#### MATÉRIEL FOURNI:

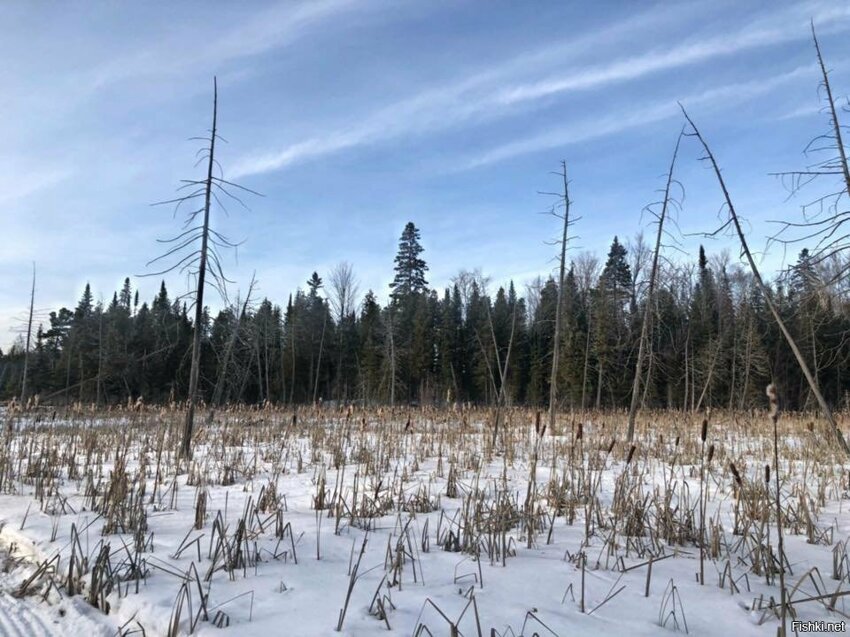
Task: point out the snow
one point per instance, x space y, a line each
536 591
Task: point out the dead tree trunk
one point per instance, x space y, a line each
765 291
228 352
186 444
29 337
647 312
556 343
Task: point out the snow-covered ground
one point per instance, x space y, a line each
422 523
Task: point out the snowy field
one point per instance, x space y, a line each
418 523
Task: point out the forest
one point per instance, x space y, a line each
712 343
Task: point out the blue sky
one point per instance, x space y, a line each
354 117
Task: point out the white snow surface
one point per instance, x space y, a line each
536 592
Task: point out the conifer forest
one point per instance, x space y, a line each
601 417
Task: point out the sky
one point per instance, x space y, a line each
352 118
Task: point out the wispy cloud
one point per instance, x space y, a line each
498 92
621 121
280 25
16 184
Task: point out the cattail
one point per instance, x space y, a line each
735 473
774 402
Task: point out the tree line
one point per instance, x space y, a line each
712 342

* * *

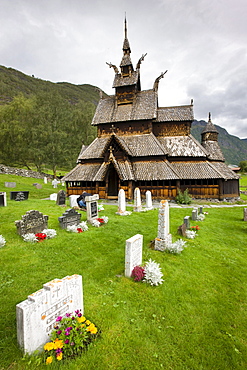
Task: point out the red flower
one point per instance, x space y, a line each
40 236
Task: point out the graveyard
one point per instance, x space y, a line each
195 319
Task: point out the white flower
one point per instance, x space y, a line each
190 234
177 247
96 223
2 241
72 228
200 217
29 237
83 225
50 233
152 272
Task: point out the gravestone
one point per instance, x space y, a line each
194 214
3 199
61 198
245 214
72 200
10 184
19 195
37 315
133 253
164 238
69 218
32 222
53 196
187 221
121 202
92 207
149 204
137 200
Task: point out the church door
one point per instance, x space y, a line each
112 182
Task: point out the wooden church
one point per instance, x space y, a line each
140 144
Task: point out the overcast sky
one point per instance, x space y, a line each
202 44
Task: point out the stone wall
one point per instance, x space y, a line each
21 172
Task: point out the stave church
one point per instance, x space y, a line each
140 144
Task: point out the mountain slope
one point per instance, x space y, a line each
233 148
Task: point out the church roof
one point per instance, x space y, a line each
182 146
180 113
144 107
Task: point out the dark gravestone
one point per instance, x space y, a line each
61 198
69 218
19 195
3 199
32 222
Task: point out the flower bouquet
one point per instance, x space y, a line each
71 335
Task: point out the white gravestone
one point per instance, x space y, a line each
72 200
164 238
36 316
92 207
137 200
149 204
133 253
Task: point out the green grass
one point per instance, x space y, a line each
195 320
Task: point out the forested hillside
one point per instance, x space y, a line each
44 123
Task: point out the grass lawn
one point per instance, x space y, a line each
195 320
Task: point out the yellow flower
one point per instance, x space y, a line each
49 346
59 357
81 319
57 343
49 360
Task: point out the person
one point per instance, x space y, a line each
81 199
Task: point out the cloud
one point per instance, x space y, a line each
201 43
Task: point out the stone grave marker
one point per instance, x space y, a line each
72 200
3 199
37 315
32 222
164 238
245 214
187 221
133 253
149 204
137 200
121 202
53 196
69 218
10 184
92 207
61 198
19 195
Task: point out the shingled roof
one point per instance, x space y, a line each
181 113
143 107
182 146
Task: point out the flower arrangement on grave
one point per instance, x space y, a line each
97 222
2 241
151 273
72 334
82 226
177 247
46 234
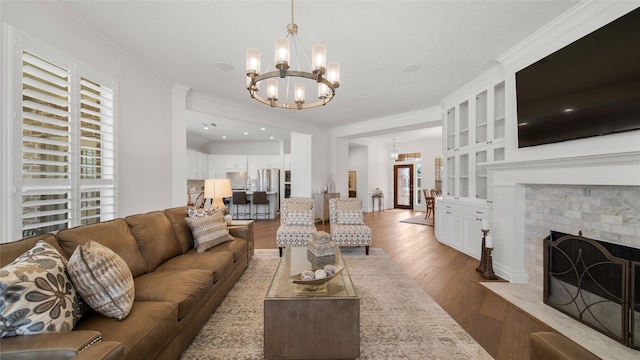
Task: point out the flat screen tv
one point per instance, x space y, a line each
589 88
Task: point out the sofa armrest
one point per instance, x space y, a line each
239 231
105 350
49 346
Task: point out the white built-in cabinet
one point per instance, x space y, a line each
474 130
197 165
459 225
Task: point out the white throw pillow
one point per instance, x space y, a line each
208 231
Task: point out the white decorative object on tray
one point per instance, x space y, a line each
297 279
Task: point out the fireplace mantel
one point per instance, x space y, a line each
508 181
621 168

--

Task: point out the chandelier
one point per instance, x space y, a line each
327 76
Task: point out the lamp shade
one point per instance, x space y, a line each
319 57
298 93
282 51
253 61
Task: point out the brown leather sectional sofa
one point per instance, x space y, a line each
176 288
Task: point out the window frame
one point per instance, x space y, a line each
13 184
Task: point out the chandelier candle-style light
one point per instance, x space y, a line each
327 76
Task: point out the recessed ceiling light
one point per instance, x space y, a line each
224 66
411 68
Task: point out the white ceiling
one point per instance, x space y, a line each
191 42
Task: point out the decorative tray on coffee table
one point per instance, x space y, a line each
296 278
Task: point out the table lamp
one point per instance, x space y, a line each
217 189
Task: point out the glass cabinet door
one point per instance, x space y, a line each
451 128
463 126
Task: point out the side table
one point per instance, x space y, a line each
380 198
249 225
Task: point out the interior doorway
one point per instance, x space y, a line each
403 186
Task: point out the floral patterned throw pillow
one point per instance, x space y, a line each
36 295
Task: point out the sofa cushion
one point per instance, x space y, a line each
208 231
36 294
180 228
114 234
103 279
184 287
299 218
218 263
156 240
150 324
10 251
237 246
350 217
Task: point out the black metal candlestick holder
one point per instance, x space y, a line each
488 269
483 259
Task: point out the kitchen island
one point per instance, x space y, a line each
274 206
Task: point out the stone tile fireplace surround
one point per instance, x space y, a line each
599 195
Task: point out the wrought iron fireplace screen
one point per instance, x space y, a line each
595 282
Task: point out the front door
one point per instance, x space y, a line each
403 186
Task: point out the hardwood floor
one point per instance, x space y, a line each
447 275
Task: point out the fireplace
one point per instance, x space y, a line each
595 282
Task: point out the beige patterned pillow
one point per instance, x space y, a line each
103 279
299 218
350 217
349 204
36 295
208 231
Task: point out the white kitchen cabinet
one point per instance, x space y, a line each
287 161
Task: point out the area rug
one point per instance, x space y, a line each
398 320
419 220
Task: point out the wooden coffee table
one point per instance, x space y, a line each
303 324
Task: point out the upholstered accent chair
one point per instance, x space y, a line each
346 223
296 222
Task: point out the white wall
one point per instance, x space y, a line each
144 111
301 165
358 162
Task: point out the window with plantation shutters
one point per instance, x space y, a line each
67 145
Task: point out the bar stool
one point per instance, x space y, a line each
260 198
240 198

#### VOTRE TÂCHE:
Relevez chacune des lignes du matériel ci-dessus qui contiennent la chaîne « chandelier », en les recopiant intégralement.

#### CORRIGÉ DÉTAILLÉ:
Task: point out the chandelier
Task: point out the chandelier candle-style light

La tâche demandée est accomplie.